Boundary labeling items
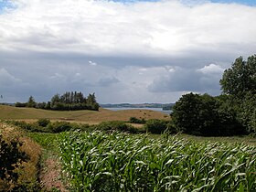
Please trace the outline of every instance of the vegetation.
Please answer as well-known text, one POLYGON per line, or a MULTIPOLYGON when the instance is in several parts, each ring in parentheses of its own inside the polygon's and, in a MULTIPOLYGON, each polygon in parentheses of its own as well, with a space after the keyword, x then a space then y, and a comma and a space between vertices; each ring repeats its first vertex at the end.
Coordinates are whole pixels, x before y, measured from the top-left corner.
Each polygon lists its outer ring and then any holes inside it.
POLYGON ((246 130, 227 109, 221 97, 189 93, 173 108, 173 121, 178 131, 204 136, 245 134, 246 130))
POLYGON ((63 168, 76 191, 253 191, 255 147, 162 135, 61 133, 63 168))
POLYGON ((145 123, 144 128, 146 132, 151 133, 160 134, 164 132, 168 132, 169 133, 176 133, 176 128, 173 126, 170 121, 152 119, 145 123))
POLYGON ((223 94, 183 95, 173 108, 179 131, 204 136, 256 133, 256 55, 239 58, 220 80, 223 94))
MULTIPOLYGON (((5 142, 0 134, 0 186, 5 186, 5 188, 13 189, 12 185, 16 184, 18 179, 16 168, 28 159, 26 153, 18 149, 21 145, 22 144, 16 140, 5 142)), ((0 190, 3 188, 0 187, 0 190)))
POLYGON ((82 92, 65 92, 63 95, 56 94, 51 98, 50 101, 38 102, 30 96, 28 101, 26 103, 16 103, 16 107, 30 107, 44 110, 56 111, 77 111, 77 110, 99 110, 99 103, 96 101, 95 94, 89 94, 84 97, 82 92))
POLYGON ((144 124, 145 123, 145 120, 144 118, 142 119, 138 119, 136 117, 130 117, 130 121, 131 123, 139 123, 139 124, 144 124))
POLYGON ((40 147, 0 123, 0 191, 37 191, 40 147))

» **Written request**:
Put the entries above into a two-column CSV with the header row instruction,polygons and one row per labeling request. Place the request wording in the first column and its full answer in the second, enclose each field in double quotes, replace line breaks with spaces, and omit the pictures.

» **Expected answer**:
instruction,polygons
"Please trace the outline of every instance of the vegetation. Please answer as well-known text, one POLYGON per line, or a MULTIPOLYGON when the instance is in several parts, each ring in parentheses of its own inside the polygon's and, in a MULTIPOLYGON, each polygon in parentheses of its own as well, with a space after the keyword, x then a space then y, and a comma and a space between vertices; each ring repeats its first vertex at the end. Coordinates are whole pixels, x before y, measured from the top-left corner. Each polygon lists its outer ring and then any holes inside it.","POLYGON ((246 130, 227 109, 221 97, 189 93, 173 108, 173 121, 178 131, 204 136, 245 134, 246 130)) POLYGON ((63 168, 76 191, 253 191, 255 147, 162 135, 61 133, 63 168)) POLYGON ((145 123, 144 128, 146 132, 151 133, 160 134, 164 132, 168 132, 169 133, 176 133, 176 128, 173 126, 170 121, 152 119, 145 123)) POLYGON ((223 94, 183 95, 173 108, 179 131, 204 136, 256 133, 256 55, 239 58, 220 80, 223 94)) MULTIPOLYGON (((5 142, 0 134, 0 186, 5 186, 5 188, 13 189, 12 185, 16 184, 18 179, 16 168, 28 159, 26 153, 18 149, 21 145, 22 144, 16 140, 5 142)), ((0 190, 3 188, 0 187, 0 190))) POLYGON ((82 92, 65 92, 63 95, 56 94, 51 98, 50 101, 38 102, 30 96, 28 101, 26 103, 16 103, 16 107, 30 107, 44 110, 56 111, 77 111, 77 110, 99 110, 99 103, 96 101, 95 94, 89 94, 84 97, 82 92)) POLYGON ((144 124, 145 123, 145 120, 144 118, 142 119, 138 119, 136 117, 130 117, 130 121, 131 123, 139 123, 139 124, 144 124)) POLYGON ((40 147, 0 123, 0 191, 37 191, 40 147))"